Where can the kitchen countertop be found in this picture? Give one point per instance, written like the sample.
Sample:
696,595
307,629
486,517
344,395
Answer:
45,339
....
■ Problem statement
Repeat each of the entries exactly.

■ Answer to this exercise
Where can the kitchen countertop be found in this picture? Give one point per instance, written like the sample.
Sample:
696,595
307,629
486,517
344,395
Answer:
45,339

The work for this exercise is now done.